There came a moment both men considered divine intervention.

“Just off the top of my head, I said, ‘Man, tell me what your blood type is,’” Slick said. “He said O-negative. And you know, I don’t want to sound cheesy or overly dramatic, but something just clicked in me. I felt like this might be my opportunity to help somebody out.”

Abbott’s recollection: “We talked about the church, and then he just kind of blurted out without any forewarning, ‘So, Jack, I know your kidneys are in really bad shape. I have two kidneys. I’ll give you one of mine.’ Like, would you repeat that? He was saying it so matter-of-fact. It wasn’t matter-of-fact to me. And right after that, he says, ‘So, what’s your blood type?’ O-negative. Well, I’m O-negative. O-negative is not a common blood type. And off we went.”

Slick returned home to discuss the consideration with his wife, Kathy, who’d lost both her parents due to COVID-19 in February 2021. She wasn’t sure if the couple was ready to go through another traumatic development, Slick said, but after conversation and prayer, they felt he needed to see whether the transplant was possible.

» DATA SHOWN:
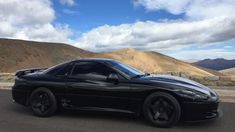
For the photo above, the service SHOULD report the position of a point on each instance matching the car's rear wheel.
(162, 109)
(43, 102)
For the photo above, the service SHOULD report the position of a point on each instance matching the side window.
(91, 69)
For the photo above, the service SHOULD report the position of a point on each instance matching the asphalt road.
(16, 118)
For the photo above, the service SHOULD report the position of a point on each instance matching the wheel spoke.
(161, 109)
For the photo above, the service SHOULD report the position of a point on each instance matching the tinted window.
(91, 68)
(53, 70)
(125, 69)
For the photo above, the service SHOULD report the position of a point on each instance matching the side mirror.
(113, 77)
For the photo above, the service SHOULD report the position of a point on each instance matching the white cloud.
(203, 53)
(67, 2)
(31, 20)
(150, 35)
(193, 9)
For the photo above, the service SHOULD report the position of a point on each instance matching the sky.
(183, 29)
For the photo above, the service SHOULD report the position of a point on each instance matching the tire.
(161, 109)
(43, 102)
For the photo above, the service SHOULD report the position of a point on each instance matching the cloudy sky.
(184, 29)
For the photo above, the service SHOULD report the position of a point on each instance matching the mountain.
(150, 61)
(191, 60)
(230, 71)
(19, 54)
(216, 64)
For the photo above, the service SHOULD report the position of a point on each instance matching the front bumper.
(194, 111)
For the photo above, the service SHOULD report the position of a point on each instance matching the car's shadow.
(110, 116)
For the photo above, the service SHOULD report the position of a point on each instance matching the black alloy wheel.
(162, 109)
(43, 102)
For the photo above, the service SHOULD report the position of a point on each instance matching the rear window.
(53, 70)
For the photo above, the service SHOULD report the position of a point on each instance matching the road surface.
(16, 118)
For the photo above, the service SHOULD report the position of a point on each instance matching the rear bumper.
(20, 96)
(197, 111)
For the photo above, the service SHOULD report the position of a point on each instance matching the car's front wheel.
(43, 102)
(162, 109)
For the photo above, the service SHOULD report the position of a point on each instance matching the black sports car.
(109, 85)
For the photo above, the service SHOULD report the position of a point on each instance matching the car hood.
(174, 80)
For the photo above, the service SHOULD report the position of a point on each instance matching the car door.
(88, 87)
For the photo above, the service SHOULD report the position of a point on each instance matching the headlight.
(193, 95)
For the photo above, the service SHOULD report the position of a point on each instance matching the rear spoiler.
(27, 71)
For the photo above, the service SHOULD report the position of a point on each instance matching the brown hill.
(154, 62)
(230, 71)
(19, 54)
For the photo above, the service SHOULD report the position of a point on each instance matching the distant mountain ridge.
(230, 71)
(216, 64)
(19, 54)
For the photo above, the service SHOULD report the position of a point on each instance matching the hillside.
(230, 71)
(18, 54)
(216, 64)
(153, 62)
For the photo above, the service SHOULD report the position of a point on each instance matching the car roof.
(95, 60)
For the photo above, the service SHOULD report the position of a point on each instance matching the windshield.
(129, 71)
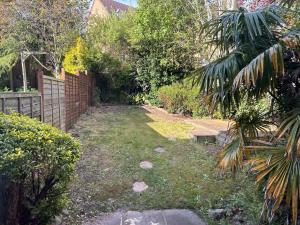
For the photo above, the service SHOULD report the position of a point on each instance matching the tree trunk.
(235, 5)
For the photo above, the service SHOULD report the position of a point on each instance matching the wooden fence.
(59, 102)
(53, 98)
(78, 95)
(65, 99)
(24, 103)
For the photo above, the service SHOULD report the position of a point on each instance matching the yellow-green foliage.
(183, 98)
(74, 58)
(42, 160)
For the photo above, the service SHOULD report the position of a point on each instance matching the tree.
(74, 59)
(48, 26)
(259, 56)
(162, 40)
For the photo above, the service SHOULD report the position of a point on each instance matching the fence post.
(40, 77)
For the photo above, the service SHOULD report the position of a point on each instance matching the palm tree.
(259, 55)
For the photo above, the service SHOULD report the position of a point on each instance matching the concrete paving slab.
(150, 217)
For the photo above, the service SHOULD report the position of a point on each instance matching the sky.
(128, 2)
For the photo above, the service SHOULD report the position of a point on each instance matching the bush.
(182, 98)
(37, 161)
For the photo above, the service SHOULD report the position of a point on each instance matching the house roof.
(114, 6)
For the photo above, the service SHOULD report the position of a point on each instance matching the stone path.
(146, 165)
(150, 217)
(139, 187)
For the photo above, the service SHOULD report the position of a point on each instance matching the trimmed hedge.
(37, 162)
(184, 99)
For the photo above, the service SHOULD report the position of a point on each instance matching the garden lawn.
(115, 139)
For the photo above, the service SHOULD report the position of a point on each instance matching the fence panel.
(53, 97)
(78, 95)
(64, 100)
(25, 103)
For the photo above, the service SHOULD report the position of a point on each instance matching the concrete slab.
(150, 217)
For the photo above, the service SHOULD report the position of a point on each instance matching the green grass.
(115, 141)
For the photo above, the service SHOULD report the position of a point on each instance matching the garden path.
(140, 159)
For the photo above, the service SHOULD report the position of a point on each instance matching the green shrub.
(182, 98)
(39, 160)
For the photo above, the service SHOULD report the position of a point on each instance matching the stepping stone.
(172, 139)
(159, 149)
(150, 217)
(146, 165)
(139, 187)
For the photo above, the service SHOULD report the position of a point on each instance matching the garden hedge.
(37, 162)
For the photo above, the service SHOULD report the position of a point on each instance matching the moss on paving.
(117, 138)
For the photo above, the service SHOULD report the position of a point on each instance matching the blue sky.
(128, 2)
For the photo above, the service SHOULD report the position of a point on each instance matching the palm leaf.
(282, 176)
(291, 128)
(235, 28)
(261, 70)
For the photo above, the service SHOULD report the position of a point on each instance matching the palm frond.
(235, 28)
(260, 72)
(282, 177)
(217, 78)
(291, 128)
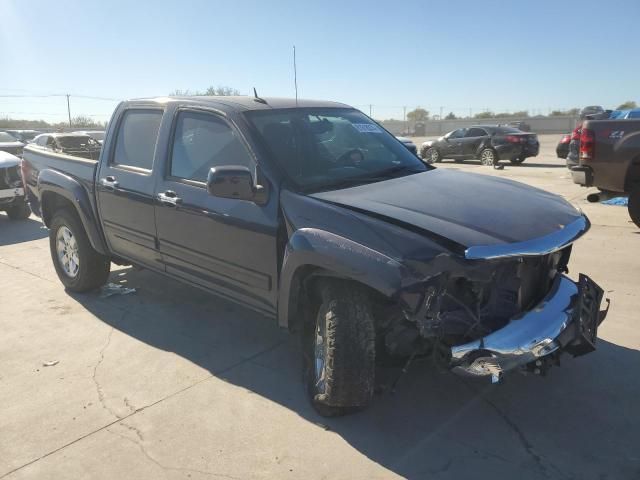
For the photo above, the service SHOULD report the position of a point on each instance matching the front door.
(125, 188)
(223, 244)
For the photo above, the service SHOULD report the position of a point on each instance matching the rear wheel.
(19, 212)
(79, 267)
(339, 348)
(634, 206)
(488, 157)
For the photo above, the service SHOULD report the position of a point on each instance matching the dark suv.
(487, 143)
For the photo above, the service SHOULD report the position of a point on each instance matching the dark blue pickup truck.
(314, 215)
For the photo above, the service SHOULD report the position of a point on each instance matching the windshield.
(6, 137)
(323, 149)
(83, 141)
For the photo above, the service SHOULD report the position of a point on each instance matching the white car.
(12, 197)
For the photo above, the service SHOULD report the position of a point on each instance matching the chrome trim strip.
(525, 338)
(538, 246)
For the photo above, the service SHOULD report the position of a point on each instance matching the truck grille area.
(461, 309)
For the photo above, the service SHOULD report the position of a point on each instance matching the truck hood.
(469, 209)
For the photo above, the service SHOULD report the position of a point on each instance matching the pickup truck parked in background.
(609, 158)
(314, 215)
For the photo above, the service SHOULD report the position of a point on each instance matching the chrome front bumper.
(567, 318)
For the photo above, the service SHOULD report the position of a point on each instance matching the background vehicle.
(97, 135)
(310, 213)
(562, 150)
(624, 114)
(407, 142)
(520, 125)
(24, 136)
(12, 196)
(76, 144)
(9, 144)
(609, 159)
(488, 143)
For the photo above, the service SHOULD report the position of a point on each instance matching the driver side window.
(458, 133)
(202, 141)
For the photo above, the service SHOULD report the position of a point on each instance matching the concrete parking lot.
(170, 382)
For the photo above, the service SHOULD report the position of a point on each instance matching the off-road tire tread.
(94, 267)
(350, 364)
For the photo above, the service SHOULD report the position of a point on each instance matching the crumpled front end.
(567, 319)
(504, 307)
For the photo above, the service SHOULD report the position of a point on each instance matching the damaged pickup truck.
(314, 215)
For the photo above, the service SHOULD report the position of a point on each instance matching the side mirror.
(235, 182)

» TASKS AND EXERCISES:
(a) In the kidney donation account, what blood type did Slick and Abbott share?
(b) Write a continuation of the kidney donation account, starting after its last sentence.

» ANSWERS TO THE EXERCISES:
(a) O-negative.

(b)
“To a certain extent, I think the finality of life was probably weighing on our minds,” Slick said. “Knowing what Jack was facing … the only thing that kept coming to my mind was, ‘If this was one of my family members, I would be begging somebody to be willing to do it.’ I couldn’t get past that. ... I watched what (Abbott) had gone through. When he got COVID, he was in the hospital, they didn’t know whether he was going to make it or not. All that, I think it just created the kind of mindset of, ‘If this is something I can do, why would I not do it?’ ”

The pastor contacted Piedmont Hospital and underwent detailed exams. In June, more misfortune struck when Slick’s father died (non-COVID-related health issues). On his way back from the funeral, Slick received the message from Piedmont that he was a match. “It was confirmation I was doing the right thing,” he said. The transplant occurred in August 2021.

“Almost a year later, I’m still trying to process what Jimmy has done for me,” Abbott said. “It’s just beyond my ability to grasp a hold of it. He and God have been with me, or I wouldn’t be here. I barely made (it through) COVID in January, and then my kidneys went, and here comes Jimmy. … It’s a blessing beyond what I deserve, to be where I am today thanks to Jimmy Slick.”

The pair sat together a day after the surgery and made a pact to run the Peachtree Road Race together in 2022.

Abbott was course director for the Peachtree Road Race for 21 years, retiring in 2019. This will mark his 48th Peachtree Road Race. Slick, meanwhile, has been running roughly 30 miles a week. He’s run 19 marathons (he plans to retire after No. 20).

“Almost a year later, I'm still trying to process what Jimmy (Slick) has done for me. It's just beyond my ability to grasp a hold of it. He and God have been with me, or I wouldn't be here."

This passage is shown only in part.